* _WHAT YOU HAVE TO DO_: Count the lines in the records that contain the word "polo" and report only that number.

* _DATA TO PROCESS_:
------------------------

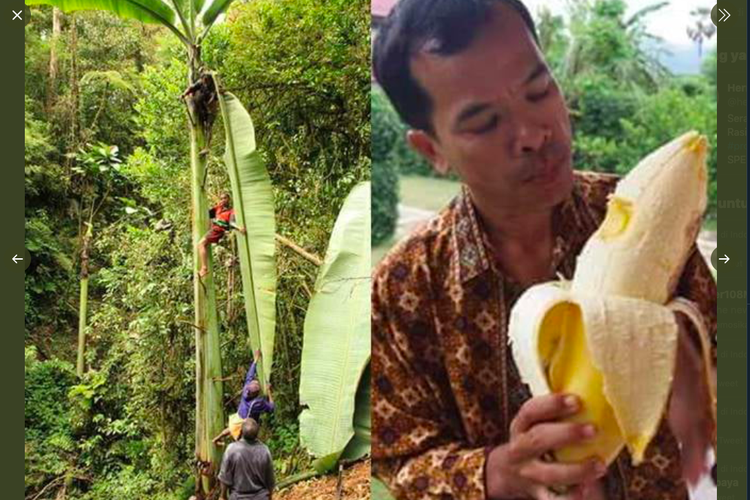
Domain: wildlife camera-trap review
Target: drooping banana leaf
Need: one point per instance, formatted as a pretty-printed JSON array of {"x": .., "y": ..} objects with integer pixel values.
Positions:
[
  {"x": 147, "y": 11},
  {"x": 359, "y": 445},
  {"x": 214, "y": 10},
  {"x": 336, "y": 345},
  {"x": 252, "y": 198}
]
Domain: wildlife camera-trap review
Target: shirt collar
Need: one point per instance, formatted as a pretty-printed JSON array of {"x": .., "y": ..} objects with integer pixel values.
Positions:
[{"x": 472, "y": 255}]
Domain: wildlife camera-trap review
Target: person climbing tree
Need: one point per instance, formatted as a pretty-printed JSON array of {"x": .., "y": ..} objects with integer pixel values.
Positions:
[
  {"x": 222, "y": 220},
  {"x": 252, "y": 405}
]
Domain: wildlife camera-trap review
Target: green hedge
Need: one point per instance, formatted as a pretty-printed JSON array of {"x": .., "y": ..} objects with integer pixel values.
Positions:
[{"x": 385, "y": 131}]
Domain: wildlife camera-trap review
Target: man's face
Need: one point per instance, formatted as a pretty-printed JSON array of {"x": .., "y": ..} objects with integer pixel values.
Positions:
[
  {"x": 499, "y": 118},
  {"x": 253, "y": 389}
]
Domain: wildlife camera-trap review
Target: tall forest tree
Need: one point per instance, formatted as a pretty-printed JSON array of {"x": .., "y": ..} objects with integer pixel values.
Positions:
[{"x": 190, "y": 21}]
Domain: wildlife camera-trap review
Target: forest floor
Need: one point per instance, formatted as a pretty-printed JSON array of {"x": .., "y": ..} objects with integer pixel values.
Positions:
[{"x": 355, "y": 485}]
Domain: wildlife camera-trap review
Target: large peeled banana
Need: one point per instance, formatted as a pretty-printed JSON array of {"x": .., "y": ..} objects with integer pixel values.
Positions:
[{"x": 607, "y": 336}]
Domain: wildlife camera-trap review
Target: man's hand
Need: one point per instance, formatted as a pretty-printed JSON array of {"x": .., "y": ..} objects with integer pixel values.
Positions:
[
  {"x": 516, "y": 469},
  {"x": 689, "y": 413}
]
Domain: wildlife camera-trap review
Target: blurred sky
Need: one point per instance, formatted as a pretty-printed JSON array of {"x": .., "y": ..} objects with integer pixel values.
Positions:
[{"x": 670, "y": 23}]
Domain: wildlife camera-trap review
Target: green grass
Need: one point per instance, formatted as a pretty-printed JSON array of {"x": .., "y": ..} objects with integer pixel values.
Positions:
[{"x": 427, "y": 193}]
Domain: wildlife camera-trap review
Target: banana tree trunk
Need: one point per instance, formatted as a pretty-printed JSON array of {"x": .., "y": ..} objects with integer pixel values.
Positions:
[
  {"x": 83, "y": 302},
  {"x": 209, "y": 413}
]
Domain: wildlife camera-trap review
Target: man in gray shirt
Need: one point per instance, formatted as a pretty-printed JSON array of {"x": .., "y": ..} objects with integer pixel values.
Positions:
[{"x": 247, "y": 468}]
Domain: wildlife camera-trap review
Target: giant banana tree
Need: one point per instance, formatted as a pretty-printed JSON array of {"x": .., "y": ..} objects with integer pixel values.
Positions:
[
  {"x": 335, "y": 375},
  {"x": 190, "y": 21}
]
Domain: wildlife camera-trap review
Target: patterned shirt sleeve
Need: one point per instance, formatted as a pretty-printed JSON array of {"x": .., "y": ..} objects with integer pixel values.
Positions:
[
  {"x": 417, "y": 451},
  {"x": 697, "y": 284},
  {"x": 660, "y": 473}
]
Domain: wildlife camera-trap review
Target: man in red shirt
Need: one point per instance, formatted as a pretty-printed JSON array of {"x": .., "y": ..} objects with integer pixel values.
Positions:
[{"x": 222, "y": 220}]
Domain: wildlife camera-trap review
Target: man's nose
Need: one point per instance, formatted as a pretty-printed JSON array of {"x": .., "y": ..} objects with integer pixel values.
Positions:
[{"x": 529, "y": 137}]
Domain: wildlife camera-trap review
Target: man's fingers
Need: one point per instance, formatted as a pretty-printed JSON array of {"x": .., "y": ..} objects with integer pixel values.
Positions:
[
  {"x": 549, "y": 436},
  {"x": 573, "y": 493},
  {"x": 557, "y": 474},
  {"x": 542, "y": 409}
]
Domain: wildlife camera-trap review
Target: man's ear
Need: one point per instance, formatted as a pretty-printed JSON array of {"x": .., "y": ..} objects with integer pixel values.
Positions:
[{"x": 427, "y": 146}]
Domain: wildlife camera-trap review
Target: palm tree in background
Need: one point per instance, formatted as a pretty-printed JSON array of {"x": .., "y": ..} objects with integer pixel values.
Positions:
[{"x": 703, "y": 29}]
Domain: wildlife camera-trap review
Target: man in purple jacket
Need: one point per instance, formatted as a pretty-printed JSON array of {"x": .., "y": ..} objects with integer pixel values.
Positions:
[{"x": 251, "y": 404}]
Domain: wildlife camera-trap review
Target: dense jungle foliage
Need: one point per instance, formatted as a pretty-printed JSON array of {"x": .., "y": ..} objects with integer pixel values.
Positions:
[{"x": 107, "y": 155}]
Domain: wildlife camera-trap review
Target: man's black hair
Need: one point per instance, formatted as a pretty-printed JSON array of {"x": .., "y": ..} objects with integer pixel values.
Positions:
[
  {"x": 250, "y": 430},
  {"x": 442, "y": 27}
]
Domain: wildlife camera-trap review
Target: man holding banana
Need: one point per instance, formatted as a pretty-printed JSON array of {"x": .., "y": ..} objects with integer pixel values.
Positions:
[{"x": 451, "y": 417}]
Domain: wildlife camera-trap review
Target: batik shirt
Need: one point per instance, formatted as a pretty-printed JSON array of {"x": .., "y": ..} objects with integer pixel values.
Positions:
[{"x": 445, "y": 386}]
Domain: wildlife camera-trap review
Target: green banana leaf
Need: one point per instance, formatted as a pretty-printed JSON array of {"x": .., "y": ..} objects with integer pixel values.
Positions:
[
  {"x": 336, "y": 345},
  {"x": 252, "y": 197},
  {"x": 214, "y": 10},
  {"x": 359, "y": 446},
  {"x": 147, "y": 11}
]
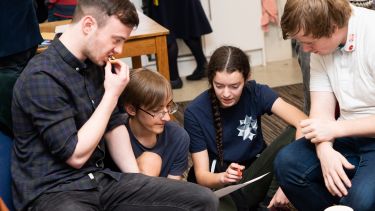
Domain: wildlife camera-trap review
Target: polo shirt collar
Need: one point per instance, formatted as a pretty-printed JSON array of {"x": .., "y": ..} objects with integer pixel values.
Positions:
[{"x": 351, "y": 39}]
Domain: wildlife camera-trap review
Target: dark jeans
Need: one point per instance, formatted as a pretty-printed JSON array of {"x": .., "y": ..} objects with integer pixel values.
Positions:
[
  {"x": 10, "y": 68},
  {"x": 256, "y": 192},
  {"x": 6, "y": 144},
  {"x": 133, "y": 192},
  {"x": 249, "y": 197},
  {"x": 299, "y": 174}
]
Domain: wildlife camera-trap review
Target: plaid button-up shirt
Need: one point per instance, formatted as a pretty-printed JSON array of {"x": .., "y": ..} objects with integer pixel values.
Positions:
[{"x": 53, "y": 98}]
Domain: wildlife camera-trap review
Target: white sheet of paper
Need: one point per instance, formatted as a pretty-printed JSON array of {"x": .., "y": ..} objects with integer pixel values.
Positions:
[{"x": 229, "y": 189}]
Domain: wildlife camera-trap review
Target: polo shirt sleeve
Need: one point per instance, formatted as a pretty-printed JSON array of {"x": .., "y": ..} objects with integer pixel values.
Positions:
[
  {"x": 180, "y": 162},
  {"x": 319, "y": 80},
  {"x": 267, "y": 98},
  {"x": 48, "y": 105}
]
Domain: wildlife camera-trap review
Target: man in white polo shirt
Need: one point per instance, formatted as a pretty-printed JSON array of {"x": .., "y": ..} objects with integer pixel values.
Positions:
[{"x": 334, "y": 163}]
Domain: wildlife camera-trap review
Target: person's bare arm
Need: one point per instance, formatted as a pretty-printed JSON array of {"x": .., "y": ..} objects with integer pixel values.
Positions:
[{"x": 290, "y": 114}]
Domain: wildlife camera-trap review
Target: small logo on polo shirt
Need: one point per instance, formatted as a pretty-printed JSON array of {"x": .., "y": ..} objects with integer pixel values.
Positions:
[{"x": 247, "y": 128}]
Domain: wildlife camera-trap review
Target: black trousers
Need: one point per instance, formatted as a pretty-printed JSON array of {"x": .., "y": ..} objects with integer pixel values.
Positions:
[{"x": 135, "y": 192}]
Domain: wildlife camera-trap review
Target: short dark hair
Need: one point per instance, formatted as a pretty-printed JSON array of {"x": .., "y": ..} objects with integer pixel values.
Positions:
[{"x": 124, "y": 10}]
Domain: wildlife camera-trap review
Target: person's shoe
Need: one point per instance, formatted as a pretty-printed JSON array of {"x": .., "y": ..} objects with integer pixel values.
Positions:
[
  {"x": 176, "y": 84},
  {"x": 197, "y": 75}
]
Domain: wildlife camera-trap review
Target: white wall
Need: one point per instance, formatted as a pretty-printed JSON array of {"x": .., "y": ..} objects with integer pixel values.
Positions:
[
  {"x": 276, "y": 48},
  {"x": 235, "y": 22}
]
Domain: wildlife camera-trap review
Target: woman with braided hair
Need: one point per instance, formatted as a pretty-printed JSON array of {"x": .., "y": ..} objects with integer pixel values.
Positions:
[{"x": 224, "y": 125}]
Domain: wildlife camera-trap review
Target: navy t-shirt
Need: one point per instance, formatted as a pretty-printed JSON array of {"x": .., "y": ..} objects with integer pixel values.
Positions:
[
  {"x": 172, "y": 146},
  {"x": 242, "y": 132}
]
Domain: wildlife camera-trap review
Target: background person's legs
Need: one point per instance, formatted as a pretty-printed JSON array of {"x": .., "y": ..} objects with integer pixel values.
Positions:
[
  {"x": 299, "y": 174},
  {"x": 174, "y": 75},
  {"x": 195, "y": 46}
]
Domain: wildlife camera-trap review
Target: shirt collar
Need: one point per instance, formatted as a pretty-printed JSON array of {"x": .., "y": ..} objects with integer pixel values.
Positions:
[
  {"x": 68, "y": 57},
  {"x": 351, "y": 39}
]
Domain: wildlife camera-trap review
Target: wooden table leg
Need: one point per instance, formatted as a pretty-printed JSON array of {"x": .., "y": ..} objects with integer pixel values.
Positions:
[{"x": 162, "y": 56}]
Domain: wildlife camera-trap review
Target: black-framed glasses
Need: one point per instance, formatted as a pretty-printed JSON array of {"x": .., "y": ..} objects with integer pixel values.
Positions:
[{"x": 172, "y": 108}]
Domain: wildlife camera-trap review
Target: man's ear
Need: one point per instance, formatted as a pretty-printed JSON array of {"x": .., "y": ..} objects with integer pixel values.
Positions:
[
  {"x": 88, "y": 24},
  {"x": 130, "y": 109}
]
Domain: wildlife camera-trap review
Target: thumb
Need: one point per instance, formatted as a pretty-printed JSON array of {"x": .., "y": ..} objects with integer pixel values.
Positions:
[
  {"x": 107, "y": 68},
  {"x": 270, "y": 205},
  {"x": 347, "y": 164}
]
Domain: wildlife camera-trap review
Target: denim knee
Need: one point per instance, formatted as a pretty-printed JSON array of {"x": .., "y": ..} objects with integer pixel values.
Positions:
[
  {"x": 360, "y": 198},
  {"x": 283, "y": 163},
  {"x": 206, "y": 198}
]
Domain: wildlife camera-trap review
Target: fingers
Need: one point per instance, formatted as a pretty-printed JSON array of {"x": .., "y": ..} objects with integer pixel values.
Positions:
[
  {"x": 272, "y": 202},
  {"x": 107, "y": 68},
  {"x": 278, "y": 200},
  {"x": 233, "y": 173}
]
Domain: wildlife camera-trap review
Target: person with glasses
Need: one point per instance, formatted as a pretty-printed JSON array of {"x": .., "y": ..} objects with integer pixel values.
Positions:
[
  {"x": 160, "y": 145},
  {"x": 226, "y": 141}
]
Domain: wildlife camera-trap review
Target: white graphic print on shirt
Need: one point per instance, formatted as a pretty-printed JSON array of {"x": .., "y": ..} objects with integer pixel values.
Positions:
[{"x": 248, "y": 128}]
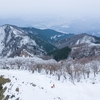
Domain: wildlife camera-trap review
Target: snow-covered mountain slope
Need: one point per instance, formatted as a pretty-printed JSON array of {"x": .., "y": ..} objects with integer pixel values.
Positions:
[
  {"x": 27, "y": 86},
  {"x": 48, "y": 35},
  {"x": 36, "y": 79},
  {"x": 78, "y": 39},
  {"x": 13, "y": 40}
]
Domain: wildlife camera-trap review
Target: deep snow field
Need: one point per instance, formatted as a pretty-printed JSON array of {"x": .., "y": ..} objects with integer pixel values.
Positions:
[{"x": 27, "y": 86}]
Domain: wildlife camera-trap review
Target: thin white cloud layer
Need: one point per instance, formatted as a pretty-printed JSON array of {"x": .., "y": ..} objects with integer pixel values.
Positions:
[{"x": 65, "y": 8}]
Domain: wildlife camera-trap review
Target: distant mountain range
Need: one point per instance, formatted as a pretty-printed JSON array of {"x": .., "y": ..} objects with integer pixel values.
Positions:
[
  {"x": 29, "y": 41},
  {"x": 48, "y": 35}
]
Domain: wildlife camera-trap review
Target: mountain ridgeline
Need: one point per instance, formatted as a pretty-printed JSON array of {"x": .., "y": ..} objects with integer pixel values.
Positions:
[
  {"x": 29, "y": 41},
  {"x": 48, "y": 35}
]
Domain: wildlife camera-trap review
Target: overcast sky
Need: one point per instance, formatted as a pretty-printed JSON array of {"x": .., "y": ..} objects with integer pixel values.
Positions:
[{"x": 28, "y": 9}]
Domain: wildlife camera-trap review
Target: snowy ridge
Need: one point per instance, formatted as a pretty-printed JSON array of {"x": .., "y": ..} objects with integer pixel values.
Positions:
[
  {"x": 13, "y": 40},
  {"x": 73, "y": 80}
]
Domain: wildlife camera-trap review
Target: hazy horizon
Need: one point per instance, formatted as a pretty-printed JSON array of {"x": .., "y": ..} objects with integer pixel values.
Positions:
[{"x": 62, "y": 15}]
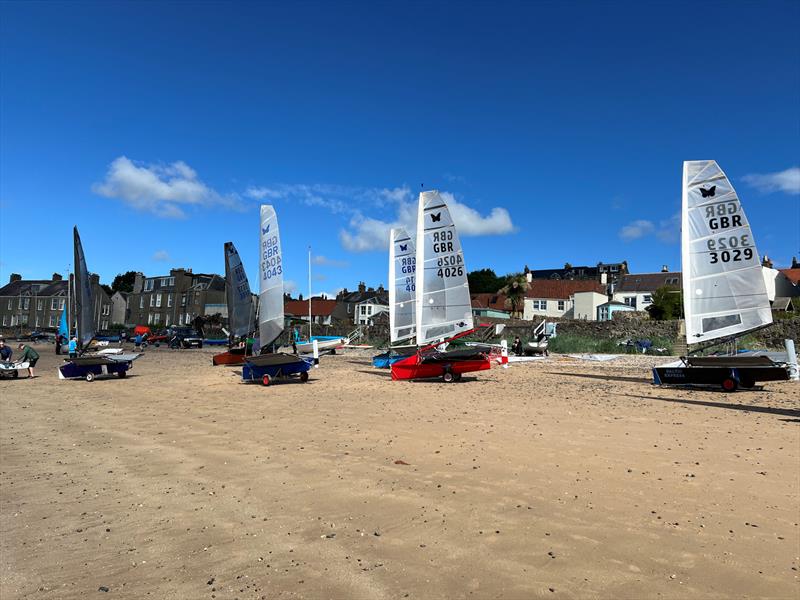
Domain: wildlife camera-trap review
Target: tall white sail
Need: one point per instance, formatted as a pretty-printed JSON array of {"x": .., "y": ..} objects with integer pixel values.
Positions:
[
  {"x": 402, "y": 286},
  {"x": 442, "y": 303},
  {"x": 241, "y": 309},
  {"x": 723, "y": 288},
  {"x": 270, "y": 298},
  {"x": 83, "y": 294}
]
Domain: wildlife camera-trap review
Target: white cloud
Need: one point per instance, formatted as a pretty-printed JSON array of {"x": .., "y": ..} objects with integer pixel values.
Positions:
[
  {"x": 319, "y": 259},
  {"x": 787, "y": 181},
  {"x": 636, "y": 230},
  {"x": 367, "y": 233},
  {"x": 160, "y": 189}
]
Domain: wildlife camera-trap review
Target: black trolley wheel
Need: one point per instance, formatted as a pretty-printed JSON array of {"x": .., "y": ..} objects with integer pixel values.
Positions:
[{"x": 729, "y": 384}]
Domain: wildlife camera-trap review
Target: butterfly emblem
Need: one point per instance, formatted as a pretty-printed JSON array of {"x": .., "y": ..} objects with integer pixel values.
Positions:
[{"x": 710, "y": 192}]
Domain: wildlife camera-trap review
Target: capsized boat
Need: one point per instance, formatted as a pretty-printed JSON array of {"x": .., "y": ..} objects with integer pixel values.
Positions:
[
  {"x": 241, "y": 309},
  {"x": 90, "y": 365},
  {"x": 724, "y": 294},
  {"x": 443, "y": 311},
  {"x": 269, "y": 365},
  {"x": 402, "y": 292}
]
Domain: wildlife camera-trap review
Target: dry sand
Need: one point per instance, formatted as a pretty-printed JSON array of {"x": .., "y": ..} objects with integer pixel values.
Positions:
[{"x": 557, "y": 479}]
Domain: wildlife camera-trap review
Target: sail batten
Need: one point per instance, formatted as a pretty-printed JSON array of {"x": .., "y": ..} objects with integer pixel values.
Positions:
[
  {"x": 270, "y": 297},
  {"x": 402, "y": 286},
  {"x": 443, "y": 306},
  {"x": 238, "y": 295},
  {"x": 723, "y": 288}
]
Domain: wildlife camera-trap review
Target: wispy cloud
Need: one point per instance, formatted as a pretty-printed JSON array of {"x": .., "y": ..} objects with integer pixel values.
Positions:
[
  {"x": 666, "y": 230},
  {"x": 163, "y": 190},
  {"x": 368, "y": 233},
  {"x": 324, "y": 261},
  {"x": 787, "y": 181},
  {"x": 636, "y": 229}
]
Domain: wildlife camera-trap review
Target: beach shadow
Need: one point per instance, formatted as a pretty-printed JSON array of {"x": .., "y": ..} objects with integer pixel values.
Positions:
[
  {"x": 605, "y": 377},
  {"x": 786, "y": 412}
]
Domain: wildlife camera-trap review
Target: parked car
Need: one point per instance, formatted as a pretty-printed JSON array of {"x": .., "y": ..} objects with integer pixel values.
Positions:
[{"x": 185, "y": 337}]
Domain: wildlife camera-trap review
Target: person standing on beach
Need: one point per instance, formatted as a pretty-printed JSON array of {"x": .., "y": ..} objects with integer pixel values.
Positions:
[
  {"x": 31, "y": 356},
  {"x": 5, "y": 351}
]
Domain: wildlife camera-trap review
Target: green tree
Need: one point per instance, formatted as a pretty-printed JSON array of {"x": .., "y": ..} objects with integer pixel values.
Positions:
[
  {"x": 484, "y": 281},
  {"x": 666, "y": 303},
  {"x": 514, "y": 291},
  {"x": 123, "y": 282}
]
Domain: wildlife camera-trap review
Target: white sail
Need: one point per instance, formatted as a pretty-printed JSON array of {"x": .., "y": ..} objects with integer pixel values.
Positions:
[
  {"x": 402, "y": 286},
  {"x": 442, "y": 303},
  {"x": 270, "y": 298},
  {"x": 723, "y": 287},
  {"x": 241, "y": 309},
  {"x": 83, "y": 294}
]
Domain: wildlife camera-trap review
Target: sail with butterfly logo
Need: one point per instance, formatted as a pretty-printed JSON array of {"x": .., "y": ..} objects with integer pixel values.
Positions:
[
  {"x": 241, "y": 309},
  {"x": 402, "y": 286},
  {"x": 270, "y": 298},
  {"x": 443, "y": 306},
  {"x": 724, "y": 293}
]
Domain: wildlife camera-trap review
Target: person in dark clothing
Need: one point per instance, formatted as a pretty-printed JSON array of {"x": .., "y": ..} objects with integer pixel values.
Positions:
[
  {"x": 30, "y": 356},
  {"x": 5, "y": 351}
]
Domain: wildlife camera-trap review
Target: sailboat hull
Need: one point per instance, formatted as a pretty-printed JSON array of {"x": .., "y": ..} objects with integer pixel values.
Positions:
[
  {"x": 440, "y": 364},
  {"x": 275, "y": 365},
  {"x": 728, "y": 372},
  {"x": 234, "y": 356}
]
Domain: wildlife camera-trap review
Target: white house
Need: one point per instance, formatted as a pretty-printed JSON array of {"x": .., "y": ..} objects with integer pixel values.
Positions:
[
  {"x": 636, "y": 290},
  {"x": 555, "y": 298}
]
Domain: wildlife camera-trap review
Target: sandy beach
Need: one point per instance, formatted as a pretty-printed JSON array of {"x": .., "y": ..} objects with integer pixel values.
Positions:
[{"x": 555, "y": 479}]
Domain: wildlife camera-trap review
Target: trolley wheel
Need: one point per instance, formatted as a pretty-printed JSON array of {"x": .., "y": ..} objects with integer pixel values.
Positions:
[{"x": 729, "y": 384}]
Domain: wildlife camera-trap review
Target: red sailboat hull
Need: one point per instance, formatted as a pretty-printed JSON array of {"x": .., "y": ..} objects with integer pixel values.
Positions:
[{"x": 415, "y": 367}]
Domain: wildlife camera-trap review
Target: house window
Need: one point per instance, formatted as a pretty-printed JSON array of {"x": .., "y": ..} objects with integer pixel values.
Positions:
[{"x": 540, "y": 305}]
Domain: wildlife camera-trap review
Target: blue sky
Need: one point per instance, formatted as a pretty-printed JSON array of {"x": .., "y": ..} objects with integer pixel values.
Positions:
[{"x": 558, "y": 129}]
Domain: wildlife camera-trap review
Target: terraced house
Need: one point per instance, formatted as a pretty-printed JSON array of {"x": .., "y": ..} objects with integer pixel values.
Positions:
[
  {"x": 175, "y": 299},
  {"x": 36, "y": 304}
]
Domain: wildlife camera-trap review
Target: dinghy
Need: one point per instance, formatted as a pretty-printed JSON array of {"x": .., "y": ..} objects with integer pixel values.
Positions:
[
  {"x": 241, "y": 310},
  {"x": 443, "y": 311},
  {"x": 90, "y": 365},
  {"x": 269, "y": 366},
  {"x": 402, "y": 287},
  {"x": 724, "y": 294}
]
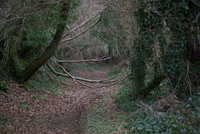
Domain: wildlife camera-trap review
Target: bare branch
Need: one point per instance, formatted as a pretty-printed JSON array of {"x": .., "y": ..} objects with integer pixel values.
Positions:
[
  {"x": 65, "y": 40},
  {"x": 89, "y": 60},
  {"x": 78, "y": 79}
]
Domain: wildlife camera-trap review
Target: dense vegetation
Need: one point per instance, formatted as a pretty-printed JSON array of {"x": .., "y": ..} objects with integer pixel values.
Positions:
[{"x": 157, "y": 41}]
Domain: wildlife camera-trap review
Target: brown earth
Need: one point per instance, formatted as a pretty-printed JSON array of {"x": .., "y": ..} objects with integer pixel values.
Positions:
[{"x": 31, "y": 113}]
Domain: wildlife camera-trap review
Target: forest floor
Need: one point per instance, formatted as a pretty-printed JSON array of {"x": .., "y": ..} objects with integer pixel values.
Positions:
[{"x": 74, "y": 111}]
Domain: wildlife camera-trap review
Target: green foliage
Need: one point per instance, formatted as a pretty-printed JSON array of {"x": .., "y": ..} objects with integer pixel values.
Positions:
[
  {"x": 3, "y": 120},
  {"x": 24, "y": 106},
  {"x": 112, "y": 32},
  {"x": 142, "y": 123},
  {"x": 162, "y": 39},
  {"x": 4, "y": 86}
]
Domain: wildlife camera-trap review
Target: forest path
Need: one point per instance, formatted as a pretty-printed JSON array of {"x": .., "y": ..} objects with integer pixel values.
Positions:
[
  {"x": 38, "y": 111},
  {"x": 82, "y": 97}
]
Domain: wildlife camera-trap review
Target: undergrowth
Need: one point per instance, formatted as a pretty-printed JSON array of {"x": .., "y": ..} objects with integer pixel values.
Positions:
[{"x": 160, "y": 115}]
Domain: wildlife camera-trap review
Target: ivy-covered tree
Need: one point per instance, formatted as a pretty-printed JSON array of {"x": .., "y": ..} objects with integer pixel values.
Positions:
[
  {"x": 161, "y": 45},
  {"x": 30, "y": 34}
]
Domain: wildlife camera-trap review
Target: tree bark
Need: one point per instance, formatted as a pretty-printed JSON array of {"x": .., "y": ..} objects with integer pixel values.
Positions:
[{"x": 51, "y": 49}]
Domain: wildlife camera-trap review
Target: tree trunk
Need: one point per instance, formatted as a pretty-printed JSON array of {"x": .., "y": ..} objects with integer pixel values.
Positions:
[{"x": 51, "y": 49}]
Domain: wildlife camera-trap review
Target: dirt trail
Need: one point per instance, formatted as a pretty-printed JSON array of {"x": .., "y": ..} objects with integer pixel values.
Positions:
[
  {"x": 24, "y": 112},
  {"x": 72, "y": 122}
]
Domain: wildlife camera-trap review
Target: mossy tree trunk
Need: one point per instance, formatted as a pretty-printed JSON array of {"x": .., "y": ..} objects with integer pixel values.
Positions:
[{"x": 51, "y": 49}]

------------------------

* _COMPLETE OUTPUT_: 4